* [Document segment]
*-*-*

The Tucson Bird Alliance conducts regular bird counts on the Arizona side of the San Pedro River Basin, while monitoring efforts in northern Mexico have focused on the larger grasslands in the neighboring state of Chihuahua. Today, Chihuahua is seeing industrial agricultural conversion similar to that which transformed U.S. prairies a century ago. “Kilometer-square fields of alfalfa and grains,” Harrity said. “That leaves no room for sparrows.”

“Grasslands in the U.S. have been disappearing for a long time because of agricultural conversion, human (sprawl) and energy development.”

He and others realized that the smaller, ranching-dominated grasslands of Sonora could soon play a much greater role in sustaining grassland bird populations.

Siqueiros parked the truck, and, guided by a map on Harrity’s phone, they walked in silence, the yellow bunchgrass brushing their calves just enough to startle the birds. This was deliberate, Harrity said: “In the winter, birds aren’t perching or performing; to see them, you almost have to make them fly.”

*-*-*

* [Excerpted records]

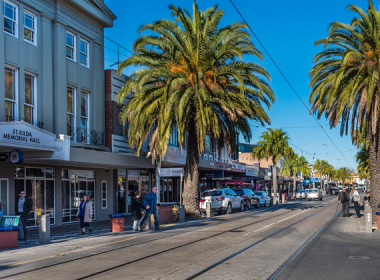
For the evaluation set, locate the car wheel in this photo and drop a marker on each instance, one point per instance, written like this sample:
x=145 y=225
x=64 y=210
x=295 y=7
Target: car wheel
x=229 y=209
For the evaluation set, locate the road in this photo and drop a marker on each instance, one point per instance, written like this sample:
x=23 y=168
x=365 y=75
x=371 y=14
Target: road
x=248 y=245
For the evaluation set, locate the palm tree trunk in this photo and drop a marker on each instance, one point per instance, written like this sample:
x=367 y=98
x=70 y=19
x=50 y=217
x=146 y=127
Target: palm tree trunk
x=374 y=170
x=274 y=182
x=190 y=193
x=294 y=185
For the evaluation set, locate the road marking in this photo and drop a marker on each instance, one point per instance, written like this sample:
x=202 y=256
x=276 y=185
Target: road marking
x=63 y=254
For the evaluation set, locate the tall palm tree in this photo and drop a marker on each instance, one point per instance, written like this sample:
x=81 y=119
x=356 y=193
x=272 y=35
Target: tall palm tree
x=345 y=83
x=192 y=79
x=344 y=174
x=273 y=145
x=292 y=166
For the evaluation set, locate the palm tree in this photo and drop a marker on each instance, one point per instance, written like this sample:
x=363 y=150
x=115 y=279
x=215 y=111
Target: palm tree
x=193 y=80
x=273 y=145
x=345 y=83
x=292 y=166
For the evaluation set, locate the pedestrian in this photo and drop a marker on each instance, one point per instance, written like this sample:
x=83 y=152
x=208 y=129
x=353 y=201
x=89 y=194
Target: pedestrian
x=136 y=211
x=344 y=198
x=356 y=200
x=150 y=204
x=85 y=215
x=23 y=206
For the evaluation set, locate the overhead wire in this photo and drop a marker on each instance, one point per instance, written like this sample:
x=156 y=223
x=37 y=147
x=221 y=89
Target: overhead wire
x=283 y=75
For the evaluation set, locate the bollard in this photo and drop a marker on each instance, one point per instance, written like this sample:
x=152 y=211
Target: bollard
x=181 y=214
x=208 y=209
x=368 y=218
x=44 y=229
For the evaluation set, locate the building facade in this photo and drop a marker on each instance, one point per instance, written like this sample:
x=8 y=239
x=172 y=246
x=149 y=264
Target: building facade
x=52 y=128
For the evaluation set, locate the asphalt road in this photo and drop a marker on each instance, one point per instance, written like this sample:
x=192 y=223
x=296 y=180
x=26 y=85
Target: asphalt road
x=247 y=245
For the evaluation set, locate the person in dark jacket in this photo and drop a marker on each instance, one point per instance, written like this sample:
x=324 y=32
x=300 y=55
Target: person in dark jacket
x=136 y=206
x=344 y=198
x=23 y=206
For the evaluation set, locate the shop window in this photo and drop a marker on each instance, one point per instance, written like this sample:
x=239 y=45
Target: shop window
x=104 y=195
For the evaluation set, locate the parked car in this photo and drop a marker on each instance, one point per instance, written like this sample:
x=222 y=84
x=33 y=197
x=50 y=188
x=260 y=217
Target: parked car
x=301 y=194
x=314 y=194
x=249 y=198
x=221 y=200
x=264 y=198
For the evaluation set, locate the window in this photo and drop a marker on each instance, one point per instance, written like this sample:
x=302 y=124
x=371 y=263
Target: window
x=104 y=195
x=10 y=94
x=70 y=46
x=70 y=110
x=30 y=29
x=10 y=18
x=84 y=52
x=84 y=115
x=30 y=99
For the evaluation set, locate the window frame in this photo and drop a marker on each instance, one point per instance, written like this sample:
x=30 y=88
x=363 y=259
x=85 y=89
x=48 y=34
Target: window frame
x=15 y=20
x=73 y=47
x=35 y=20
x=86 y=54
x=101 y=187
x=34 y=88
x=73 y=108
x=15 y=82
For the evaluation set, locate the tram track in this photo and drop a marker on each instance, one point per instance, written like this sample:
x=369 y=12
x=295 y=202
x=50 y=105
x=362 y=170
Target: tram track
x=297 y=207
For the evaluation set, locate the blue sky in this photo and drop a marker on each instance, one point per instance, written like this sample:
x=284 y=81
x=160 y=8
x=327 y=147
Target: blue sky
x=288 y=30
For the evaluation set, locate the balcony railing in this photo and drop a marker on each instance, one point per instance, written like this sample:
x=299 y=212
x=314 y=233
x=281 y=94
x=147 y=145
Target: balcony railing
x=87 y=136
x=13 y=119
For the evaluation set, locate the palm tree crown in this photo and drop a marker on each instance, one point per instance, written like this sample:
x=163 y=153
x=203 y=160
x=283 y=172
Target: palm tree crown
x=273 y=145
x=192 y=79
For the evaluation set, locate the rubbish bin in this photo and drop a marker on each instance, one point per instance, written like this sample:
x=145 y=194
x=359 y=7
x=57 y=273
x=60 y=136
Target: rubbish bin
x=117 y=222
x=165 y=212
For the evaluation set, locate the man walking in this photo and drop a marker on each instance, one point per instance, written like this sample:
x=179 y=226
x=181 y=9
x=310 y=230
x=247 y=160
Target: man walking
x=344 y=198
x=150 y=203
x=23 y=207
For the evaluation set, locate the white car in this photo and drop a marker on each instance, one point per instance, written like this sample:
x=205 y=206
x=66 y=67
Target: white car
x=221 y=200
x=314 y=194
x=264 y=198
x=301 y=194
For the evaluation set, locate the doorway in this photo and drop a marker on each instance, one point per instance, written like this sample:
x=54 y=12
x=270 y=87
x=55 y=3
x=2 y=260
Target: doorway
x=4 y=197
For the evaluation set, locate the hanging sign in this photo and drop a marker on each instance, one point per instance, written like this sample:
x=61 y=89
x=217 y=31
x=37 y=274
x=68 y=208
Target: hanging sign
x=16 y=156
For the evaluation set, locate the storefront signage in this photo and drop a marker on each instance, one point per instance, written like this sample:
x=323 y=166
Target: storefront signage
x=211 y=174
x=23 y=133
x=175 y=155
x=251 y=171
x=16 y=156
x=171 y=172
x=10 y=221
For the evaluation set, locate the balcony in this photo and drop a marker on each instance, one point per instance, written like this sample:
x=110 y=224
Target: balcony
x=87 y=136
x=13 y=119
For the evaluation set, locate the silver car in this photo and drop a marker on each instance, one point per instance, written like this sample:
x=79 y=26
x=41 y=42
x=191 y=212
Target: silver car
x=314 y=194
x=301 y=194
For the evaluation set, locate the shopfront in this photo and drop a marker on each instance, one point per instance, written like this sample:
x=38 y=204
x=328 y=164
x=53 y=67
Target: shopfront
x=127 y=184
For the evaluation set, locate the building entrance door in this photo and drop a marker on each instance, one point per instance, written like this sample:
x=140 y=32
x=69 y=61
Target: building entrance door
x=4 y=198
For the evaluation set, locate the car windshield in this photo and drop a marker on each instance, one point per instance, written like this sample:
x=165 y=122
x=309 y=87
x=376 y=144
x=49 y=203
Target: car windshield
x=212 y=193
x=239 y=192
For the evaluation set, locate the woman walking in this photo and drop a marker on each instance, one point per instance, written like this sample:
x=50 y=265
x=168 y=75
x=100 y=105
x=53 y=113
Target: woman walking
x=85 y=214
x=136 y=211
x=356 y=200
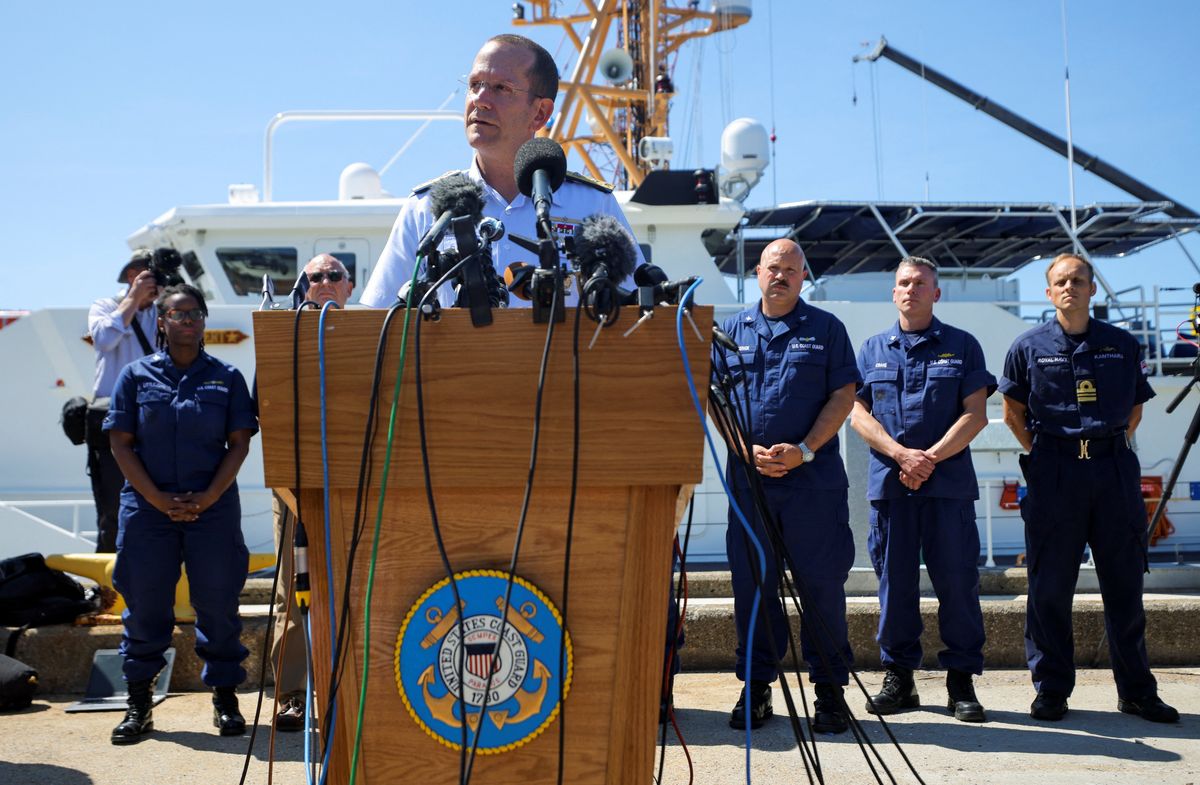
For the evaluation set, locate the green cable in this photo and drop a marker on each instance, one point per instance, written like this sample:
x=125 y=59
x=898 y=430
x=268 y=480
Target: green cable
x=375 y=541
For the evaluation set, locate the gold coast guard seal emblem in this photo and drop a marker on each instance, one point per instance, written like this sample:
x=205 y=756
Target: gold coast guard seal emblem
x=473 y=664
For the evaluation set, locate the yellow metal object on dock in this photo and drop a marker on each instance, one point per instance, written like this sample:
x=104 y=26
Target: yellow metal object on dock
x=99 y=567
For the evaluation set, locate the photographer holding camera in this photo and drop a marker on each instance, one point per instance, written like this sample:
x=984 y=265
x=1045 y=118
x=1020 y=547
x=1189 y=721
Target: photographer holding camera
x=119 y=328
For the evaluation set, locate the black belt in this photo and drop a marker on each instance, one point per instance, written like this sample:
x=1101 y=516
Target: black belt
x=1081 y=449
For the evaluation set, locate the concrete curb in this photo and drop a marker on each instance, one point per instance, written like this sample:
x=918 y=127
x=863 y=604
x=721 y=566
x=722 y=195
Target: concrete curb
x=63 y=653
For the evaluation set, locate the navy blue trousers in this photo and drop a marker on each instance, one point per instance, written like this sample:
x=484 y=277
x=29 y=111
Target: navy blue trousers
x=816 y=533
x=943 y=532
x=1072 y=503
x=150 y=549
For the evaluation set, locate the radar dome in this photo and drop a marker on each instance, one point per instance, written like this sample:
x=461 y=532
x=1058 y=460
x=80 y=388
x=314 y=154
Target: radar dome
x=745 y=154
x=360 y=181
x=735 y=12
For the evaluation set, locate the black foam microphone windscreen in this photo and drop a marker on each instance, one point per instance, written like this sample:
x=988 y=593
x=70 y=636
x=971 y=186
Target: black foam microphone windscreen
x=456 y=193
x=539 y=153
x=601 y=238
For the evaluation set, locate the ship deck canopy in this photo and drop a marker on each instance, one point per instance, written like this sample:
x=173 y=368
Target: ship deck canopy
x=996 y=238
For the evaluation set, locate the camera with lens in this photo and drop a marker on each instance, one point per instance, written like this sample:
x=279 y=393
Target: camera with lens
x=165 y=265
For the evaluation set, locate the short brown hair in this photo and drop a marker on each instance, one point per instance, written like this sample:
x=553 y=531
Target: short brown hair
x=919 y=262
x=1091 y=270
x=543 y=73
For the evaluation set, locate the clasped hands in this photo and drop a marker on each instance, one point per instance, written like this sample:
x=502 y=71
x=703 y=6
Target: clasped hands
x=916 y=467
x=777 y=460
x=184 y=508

*-*-*

* [Requests]
A: According to the grassland bird article, why did the walkers move through the bunchgrass so that it brushed their calves and startled the birds?
B: List every cause that the grassland bird article quotes for the long-term disappearance of grasslands in the U.S.
C: Continue the grassland bird article from where it stops.
The items are separate material and have no connection to the grassland bird article.

* [In response]
A: Harrity says that in winter the birds aren't perching or performing, so to see them you almost have to make them fly.

B:
- Agricultural conversion
- Human sprawl
- Energy development

C:
Sky Island Alliance team members Miguel Enríquez Galaz, Zach Palma, Mónica Montaño Montaño and Eamon Harrity at a grassland restoration site. Credit: Courtesy of Sky Island Alliance

Many grassland birds are brown and white, making the different species hard to distinguish. That morning, the most frequently seen birds were chipping sparrows. Siqueiros and Harrity also identified bluebirds; loggerhead shrikes, which have white bellies and black masks; ladder-backed woodpeckers, whose black backs are spotted with lines of white dots; and phainopeplas — “goth cardinals,” as some birders call them, citing their black plumage and pointed crests. There was also a northern harrier, a raptor with a long striped tail. In heavily grazed areas, however, they saw only alondras or horned larks, which have black feathers that stick up from their heads. “But it’s also beneficial to monitor in areas that aren’t as good, to get the data,” said Harrity.

On the way back, they counted grass species instead of birds: blue grama (called navajilla) and side-oats grama (banderita), Lehman’s lovegrass, three-aw and several species of muhly.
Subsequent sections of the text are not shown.